This is another photo of the same "hill" in January, taken on the way back from the holiday. The ice reflected so much light that this is the only photo worth posting. That's a very cold spot. Even this June, I had to put on a sweater while I was taking those photos. The morning sun made so much fog there in August (the spot was very cold from the evening and then was heated quickly in the summer sun) when we moved out here to Southern Illinois that I could barely see the road, let alone the view.

June 27, 2004

Some guy's feet: A Stolen Picture.


A fellow early barefooter in front of Morris Library, April 2004. Because winter never really came much to Southern Illinois this year, I've been in sandals for all but maybe ten days since late February. I like when, on a chilly day, I find someone else strutting their toes. We sort of exchange knowing glances, enjoying the brisk tingle of cold between our toes and knowing what everyone else is missing.

June 26, 2004

Poe Tay Toes (in Sam's voice).


Carbondale Farmer's Market. We got up early enough today to go to the farmers' market on the west edge of town in Carbondale. I've never actually bought fresh veggies from a table that is six feet off of the back of a pick-up truck before. The farmers actually park behind their tables, which are placed along a sort of corridor of greens, reds, yellows and persons. The table pictured is one that we came back to three times: once for new potatoes, once for green beans, and once for green peppers. The peppers still had the dirt from being harvested. We also bought three tiny (softball-sized) heads of cabbage and some corn that you selected from a heap in the back of a red truck. We followed this all up with a trip to the orchard down the street from our apartment, where we bought some tiny onions, a quart of fragrant peaches, and a sizeable watermelon. Buying veggies from fine folks who still have some dirt under their fingernails certainly makes one appreciate the toil that goes into growing these treats, at least a little. Everything we bought today will taste extra good knowing where it came from. And the distance from where it came from to its consumption gets shortened. I wonder if that makes me closer to the dirt, the sun and the rain? [That sounds hoaky, no? Oh, well.]

June 25, 2004

Ricebowls and butting.

We had Chinese take-out for dinner tonight. My wife had a mid-term today, and I spent all day being entirely unproductive. After being fuller than a person who didn't accomplish anything today really has a right to be, I suggested that we head to the local Panera Bread for some after-dinner coffee. After not cooking or washing dishes, who feels like making coffee in a French press and then cleaning it up, really? And it is unseasonably cool in Southern Illinois tonight. The moonroof and some Van Morrison would be nice ("Moondance" comes to mind). Our Panera Bread has a doorway on the corner of the building, and there are two sets of doors that lead into the vestibule and the one set of doors that actually enters the cafe'. I politely held the door for these two country-styled gents, and they didn't thank me. Okay, not everyone actually thanks you for that. Whatever. But then they decided that it would be a good idea to pretend they were looking at the pastry case -- and then butt in front of me. Jerks. The same thing happened last Sunday, when my friend Chris was in town. Only that day, I actually stood there for a second holding the door for the geezer who butted in front of us all that day. Jerk. When we were on our way out tonight, a nice father held the door for my wife and for me. He got two "thank you"s, and we got two "you're welcome"s. I think it's funny that it has happened twice now -- not really mad, or even annoyed, at all. Being from the South*, holding doors and opening doors and thanking people comes pretty naturally. Well, being my father's son makes it come naturally. What the people in the Heartland sometimes lack in politeness, they usually make up for in charm and warm hearts. I always say that the people I have encountered in Southeastern Missouri (around Cape Girardeau) are some of the nicest people in the world. I loved my two years in Massachusetts, but I never felt at home there. These nice Heartlanders made me feel reasonably welcome right away. The folks around here would bend over backwards for you if you needed them. Just don't hold the door for anyone at Panera Bread. *[If you don't think Maryland is part of the South, you've most likely never been to much of that great state.]

June 22, 2004

The Mahtay Mississipp: A Stolen Picture.

########################################

> _Given request a_
Collect every line of the rows that contains the string "pool", matching uppercase and lowercase exactly.
The blog excerpt and the rows are unrelated materials.

> _Dataset rows_
########################################

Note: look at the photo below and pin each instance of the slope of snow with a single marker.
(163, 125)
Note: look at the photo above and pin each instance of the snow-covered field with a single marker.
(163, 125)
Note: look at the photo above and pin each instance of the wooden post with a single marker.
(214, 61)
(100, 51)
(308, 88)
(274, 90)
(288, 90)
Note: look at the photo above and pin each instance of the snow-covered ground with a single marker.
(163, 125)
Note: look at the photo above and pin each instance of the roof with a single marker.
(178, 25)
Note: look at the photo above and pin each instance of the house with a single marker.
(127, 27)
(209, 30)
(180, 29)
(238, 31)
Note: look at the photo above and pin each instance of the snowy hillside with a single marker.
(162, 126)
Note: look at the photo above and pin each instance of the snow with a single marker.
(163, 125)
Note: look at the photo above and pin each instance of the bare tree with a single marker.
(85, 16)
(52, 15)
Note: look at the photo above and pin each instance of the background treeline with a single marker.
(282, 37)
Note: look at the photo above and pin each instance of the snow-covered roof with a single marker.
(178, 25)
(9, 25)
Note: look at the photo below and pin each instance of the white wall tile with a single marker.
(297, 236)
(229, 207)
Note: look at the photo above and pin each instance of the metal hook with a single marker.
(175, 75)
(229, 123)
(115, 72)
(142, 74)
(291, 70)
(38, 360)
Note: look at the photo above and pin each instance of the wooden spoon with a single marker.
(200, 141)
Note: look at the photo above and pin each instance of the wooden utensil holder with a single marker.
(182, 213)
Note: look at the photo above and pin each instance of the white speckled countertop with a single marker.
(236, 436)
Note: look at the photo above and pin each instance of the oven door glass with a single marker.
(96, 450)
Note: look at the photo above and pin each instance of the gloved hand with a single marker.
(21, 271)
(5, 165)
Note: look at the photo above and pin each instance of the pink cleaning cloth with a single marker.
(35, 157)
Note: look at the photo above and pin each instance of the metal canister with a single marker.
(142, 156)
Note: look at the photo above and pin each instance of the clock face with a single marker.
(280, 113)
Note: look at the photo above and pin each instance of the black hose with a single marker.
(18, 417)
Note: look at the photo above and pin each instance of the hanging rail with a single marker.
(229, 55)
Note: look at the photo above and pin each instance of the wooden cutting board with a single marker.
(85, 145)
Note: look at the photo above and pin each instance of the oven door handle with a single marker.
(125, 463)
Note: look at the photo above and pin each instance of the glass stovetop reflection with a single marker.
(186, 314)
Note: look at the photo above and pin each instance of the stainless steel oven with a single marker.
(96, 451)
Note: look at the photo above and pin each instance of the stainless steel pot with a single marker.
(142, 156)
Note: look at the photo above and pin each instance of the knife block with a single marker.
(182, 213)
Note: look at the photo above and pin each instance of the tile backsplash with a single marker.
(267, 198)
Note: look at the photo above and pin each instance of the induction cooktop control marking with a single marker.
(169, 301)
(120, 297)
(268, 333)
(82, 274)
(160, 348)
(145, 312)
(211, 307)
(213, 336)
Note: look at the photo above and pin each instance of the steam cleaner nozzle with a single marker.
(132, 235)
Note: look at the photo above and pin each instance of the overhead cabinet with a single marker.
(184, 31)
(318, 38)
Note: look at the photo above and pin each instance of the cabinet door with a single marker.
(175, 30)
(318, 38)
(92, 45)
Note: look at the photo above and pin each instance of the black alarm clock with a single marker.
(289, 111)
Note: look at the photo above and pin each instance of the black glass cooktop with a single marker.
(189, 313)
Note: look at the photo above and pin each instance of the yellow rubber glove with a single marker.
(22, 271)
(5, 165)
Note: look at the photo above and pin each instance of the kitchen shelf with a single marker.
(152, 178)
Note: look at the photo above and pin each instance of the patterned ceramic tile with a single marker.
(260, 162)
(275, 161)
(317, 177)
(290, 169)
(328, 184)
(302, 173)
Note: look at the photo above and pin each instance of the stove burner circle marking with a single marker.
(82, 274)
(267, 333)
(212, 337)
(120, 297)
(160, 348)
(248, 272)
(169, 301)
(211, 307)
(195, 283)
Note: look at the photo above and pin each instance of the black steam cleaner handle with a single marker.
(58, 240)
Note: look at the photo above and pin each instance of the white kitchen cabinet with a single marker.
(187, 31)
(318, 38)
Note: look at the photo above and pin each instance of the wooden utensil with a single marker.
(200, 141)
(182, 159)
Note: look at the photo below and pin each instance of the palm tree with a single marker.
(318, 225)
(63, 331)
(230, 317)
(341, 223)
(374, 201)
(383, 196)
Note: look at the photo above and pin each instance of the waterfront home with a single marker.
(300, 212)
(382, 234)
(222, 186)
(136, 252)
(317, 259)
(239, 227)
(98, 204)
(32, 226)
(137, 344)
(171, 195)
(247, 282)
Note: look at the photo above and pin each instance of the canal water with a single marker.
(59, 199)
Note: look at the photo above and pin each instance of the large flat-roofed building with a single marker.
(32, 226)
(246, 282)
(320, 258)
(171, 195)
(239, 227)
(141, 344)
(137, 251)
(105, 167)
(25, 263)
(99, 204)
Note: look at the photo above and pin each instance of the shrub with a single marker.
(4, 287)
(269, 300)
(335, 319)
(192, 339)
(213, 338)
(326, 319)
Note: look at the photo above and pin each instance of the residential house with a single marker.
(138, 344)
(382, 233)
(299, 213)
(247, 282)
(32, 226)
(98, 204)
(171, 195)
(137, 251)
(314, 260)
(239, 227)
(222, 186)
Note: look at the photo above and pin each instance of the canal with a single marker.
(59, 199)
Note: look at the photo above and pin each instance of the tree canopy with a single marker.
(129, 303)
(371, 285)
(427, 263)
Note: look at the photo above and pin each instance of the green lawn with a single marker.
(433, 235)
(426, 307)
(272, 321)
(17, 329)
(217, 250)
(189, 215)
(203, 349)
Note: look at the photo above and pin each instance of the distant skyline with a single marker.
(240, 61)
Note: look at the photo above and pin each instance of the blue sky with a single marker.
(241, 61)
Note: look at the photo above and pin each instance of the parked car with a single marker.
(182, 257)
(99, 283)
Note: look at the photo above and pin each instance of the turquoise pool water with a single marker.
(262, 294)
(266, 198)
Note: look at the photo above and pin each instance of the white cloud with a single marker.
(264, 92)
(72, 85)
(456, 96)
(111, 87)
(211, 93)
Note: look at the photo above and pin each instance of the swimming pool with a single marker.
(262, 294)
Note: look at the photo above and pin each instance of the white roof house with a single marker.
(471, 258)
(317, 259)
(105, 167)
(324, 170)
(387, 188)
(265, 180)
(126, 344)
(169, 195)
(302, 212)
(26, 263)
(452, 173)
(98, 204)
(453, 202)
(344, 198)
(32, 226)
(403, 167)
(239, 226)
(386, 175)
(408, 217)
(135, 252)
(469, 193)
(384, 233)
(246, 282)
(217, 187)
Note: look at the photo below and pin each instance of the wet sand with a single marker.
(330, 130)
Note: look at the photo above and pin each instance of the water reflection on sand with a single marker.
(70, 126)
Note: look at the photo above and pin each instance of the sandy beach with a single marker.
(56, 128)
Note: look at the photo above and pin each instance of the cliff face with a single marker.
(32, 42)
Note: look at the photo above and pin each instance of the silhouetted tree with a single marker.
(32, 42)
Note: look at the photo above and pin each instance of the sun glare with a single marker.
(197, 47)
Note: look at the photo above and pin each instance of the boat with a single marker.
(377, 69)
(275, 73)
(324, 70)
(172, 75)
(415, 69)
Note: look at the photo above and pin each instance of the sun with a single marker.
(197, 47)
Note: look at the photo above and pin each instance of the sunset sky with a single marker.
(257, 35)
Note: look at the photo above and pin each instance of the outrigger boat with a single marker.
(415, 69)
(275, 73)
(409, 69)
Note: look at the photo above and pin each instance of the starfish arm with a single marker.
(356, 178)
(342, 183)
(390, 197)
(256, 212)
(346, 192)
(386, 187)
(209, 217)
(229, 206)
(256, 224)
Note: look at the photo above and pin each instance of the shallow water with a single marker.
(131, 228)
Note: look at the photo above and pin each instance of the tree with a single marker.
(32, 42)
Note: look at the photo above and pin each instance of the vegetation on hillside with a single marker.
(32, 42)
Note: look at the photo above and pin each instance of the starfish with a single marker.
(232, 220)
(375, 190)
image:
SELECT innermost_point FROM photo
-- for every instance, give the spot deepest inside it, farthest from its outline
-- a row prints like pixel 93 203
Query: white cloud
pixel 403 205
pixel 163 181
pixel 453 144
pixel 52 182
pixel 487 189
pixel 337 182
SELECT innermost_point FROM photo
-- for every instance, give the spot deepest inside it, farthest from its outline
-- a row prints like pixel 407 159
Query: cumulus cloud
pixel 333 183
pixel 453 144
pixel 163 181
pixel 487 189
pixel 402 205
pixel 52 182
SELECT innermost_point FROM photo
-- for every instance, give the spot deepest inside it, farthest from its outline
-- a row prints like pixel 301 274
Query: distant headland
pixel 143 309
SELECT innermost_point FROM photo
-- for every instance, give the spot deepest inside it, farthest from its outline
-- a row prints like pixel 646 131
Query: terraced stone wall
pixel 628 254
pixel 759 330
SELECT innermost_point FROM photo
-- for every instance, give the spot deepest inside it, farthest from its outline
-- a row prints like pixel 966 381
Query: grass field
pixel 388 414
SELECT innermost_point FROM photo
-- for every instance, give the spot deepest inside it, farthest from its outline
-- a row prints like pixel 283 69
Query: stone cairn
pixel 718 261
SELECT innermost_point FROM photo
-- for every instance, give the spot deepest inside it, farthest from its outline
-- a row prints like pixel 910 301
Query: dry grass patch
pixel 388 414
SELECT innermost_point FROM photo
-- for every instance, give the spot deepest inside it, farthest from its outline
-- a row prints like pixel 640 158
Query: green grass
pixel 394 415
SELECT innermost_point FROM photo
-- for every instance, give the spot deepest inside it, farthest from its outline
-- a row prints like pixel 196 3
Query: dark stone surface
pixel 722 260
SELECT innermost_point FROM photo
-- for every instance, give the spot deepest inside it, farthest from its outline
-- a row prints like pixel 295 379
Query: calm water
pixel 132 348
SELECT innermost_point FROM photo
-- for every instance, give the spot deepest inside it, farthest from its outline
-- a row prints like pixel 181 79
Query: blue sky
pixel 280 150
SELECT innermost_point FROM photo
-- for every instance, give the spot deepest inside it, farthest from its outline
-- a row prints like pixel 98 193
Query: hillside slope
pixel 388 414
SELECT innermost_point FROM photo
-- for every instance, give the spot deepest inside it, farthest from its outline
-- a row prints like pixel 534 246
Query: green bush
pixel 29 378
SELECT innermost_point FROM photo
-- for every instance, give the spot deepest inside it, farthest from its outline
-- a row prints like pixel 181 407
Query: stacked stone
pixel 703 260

########################################

> _Given request b_
In the blog excerpt, what three things did the writer buy at the farmers' market table that they went back to three times?

> _Full response a_
Note: look at the photo above and pin each instance of the turquoise pool water with a single marker.
Note: look at the photo above and pin each instance of the swimming pool with a single marker.

> _Full response b_
New potatoes, green beans, and green peppers.